----- Document segment -----

NOW, THEREFORE, the parties hereto agree as follows:
1. SCOPE OF SERVICES.
For the remuneration stipulated, San Bernardino hereby engages Vendor to provide a
DRASH MX5 rapid deployment shelter and environmental control unit per their MACOLA
Quote No. 17682 attached hereto and incorporated herein.
2. COMPENSATION AND EXPENSES.
a. For the products and/or services delineated above, the City, upon presentation of an
invoice, shall pay the Vendor up to the amount of$58,283.00 for the DRASH MX5
rapid deployment shelter and environmental control unit.
b. No other expenditures made by Vendor shall be reimbursed by City, other than
applicable late charges owed to Vendor as a result of this Agreement or additional
amounts arising from freight charges.
3. TERM; TERMINATION.
This purchase shall be completed within ninety (90) days after receipt of accepted
purchase order.
This Agreement may be terminated at any time by thirty (30) days' written notice by
either party. The terms of this Agreement shall remain in force unless mutually amended.
4. WARRANTY.

-----

_Exercise task_:
Please reproduce the shelter purchase agreement excerpt above in full, word for word, with no changes.

----- Given records -----

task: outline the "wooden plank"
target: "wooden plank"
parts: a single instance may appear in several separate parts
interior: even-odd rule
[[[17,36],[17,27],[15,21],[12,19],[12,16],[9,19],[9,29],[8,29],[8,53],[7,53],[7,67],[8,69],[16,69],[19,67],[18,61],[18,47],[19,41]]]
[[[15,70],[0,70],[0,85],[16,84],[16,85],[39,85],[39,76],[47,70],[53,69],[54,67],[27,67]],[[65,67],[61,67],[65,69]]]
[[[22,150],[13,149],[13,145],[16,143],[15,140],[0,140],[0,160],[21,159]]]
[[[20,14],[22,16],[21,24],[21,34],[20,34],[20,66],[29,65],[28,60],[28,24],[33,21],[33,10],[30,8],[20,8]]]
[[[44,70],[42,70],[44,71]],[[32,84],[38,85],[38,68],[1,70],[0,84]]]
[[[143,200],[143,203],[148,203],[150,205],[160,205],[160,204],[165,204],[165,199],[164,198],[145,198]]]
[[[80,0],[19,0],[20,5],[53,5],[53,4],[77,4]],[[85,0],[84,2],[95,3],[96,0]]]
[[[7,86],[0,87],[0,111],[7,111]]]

-----

_Answer for the task_:
NOW, THEREFORE, the parties hereto agree as follows:
1. SCOPE OF SERVICES.
For the remuneration stipulated, San Bernardino hereby engages Vendor to provide a
DRASH MX5 rapid deployment shelter and environmental control unit per their MACOLA
Quote No. 17682 attached hereto and incorporated herein.
2. COMPENSATION AND EXPENSES.
a. For the products and/or services delineated above, the City, upon presentation of an
invoice, shall pay the Vendor up to the amount of$58,283.00 for the DRASH MX5
rapid deployment shelter and environmental control unit.
b. No other expenditures made by Vendor shall be reimbursed by City, other than
applicable late charges owed to Vendor as a result of this Agreement or additional
amounts arising from freight charges.
3. TERM; TERMINATION.
This purchase shall be completed within ninety (90) days after receipt of accepted
purchase order.
This Agreement may be terminated at any time by thirty (30) days' written notice by
either party. The terms of this Agreement shall remain in force unless mutually amended.
4. WARRANTY.